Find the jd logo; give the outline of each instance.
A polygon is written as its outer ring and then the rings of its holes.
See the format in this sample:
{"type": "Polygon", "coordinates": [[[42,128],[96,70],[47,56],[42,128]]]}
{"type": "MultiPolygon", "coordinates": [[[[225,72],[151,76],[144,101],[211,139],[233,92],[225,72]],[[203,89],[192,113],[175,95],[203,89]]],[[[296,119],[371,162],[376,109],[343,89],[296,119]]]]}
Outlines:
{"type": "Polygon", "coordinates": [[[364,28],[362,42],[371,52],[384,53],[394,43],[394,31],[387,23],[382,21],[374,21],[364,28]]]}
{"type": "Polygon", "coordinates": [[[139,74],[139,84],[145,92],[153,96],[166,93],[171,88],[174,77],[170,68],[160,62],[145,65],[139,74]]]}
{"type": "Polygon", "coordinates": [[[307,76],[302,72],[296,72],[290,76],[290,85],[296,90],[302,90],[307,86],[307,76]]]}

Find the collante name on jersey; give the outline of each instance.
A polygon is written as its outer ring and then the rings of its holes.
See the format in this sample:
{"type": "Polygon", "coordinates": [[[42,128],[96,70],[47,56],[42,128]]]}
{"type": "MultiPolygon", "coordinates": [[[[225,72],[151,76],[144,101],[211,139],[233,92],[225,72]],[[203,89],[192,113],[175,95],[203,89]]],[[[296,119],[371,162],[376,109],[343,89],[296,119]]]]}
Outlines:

# # # # #

▸ Problème court
Recopiez mot pour mot l'ensemble des données ci-dessus.

▸ Réponse au problème
Find the jd logo; give the outline of each instance.
A polygon is written as its outer ring and then the rings of its holes.
See the format in this sample:
{"type": "Polygon", "coordinates": [[[42,128],[96,70],[47,56],[42,128]]]}
{"type": "MultiPolygon", "coordinates": [[[[225,72],[151,76],[144,101],[211,139],[233,92],[225,72]],[[203,89],[192,113],[175,95],[203,89]]],[[[296,119],[371,162],[376,109],[343,89],[296,119]]]]}
Outlines:
{"type": "Polygon", "coordinates": [[[364,28],[362,42],[371,52],[384,53],[394,43],[394,31],[387,23],[382,21],[374,21],[364,28]]]}
{"type": "Polygon", "coordinates": [[[139,74],[139,84],[145,92],[153,96],[166,93],[171,88],[174,77],[170,68],[160,62],[145,65],[139,74]]]}
{"type": "Polygon", "coordinates": [[[307,76],[302,72],[296,72],[290,76],[290,85],[296,90],[302,90],[307,86],[307,76]]]}

Find the collante name on jersey; give the outline of each instance.
A polygon is written as its outer ring and then the rings of its holes.
See the format in this sample:
{"type": "Polygon", "coordinates": [[[42,128],[96,70],[47,56],[42,128]]]}
{"type": "MultiPolygon", "coordinates": [[[[225,72],[151,76],[144,101],[211,139],[233,92],[225,72]],[[203,89],[192,113],[175,95],[203,89]]],[[[296,119],[371,162],[376,109],[343,89],[296,119]]]]}
Outlines:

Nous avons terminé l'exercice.